[Records]
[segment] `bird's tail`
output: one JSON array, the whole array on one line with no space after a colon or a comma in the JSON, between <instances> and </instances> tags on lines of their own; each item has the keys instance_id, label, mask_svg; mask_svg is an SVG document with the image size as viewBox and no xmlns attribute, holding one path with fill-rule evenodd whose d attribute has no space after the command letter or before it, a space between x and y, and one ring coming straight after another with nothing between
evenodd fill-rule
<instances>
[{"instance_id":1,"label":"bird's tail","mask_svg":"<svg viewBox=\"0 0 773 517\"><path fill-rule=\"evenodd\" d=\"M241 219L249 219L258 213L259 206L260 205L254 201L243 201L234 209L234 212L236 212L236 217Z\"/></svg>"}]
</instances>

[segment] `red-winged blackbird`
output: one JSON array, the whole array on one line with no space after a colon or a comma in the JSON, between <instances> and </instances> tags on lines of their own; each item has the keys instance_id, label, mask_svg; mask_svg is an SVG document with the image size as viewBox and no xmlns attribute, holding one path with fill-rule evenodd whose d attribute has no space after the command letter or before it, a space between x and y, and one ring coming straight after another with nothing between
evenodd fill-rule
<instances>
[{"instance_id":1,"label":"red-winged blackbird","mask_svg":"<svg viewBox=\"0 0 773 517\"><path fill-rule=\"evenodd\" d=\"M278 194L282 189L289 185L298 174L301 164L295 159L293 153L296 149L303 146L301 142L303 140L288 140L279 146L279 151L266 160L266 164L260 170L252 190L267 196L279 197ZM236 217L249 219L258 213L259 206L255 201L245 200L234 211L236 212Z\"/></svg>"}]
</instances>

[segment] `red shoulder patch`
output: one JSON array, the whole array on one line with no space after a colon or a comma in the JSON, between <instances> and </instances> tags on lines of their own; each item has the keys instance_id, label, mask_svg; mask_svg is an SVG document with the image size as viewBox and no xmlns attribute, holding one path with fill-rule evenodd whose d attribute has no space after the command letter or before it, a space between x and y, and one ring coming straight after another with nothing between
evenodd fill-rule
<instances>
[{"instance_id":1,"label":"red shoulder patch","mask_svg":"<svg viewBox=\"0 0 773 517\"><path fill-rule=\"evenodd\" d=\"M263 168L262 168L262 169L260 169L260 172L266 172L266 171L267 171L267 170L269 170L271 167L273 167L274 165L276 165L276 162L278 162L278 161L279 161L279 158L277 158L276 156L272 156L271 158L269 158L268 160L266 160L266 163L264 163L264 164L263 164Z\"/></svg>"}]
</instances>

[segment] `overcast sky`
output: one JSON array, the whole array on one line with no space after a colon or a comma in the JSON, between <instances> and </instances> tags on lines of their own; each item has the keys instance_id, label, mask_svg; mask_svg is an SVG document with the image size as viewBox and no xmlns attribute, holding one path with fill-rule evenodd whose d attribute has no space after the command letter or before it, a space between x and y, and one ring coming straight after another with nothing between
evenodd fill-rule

[Directions for this task]
Print out all the entries precisely as written.

[Solution to this task]
[segment] `bird's tail`
output: one JSON array, the whole array on one line with no space after a colon or a comma in the JSON, between <instances> and </instances> tags on lines of their own; each item has the keys instance_id, label, mask_svg; mask_svg is an SVG document with the image size as viewBox and no xmlns attribute, holding one path with fill-rule evenodd whose d attribute has no space after the command letter or before it, a space between x and y, and one ring coming straight after another with nothing between
evenodd fill-rule
<instances>
[{"instance_id":1,"label":"bird's tail","mask_svg":"<svg viewBox=\"0 0 773 517\"><path fill-rule=\"evenodd\" d=\"M241 219L249 219L258 213L259 206L260 205L254 201L243 201L234 209L234 212L236 212L236 217Z\"/></svg>"}]
</instances>

[segment] `red-winged blackbird`
output: one JSON array, the whole array on one line with no space after a colon or a comma in the JSON, between <instances> and </instances> tags on lines of their own; each item has the keys instance_id, label, mask_svg; mask_svg is an SVG document with the image size as viewBox and no xmlns attribute, holding one path with fill-rule evenodd whose d attribute has no space after the command letter or before it, a space between x and y, and one ring coming straight after another with nothing between
evenodd fill-rule
<instances>
[{"instance_id":1,"label":"red-winged blackbird","mask_svg":"<svg viewBox=\"0 0 773 517\"><path fill-rule=\"evenodd\" d=\"M278 194L282 189L289 185L298 174L301 164L295 159L293 153L296 149L303 146L301 142L303 140L288 140L279 146L279 151L266 160L266 164L260 170L252 190L267 196L279 197ZM236 217L249 219L258 213L259 206L255 201L245 200L234 211L236 212Z\"/></svg>"}]
</instances>

[segment] `red shoulder patch`
output: one JSON array, the whole array on one line with no space after a colon or a comma in the JSON, between <instances> and </instances> tags on lines of their own; each item has the keys instance_id, label, mask_svg; mask_svg is an SVG document with the image size as viewBox and no xmlns attribute, holding one path with fill-rule evenodd whose d attribute has no space after the command letter or before it, a space between x and y, and one ring coming straight after another with nothing between
evenodd fill-rule
<instances>
[{"instance_id":1,"label":"red shoulder patch","mask_svg":"<svg viewBox=\"0 0 773 517\"><path fill-rule=\"evenodd\" d=\"M263 168L262 168L262 169L260 169L260 172L266 172L266 171L267 171L267 170L269 170L271 167L273 167L274 165L276 165L276 162L278 162L278 161L279 161L279 158L277 158L276 156L272 156L271 158L269 158L268 160L266 160L266 163L264 163L264 164L263 164Z\"/></svg>"}]
</instances>

[segment] `overcast sky`
output: one JSON array, the whole array on one line with no space after a colon or a comma in the JSON, between <instances> and </instances> tags on lines of their own; each item has the keys instance_id, label, mask_svg; mask_svg is an SVG document with the image size as viewBox and no xmlns attribute, holding one path with fill-rule evenodd whose d attribute has no space after the command letter or before it, a space between x and y, and one ring coming straight after another with nothing between
evenodd fill-rule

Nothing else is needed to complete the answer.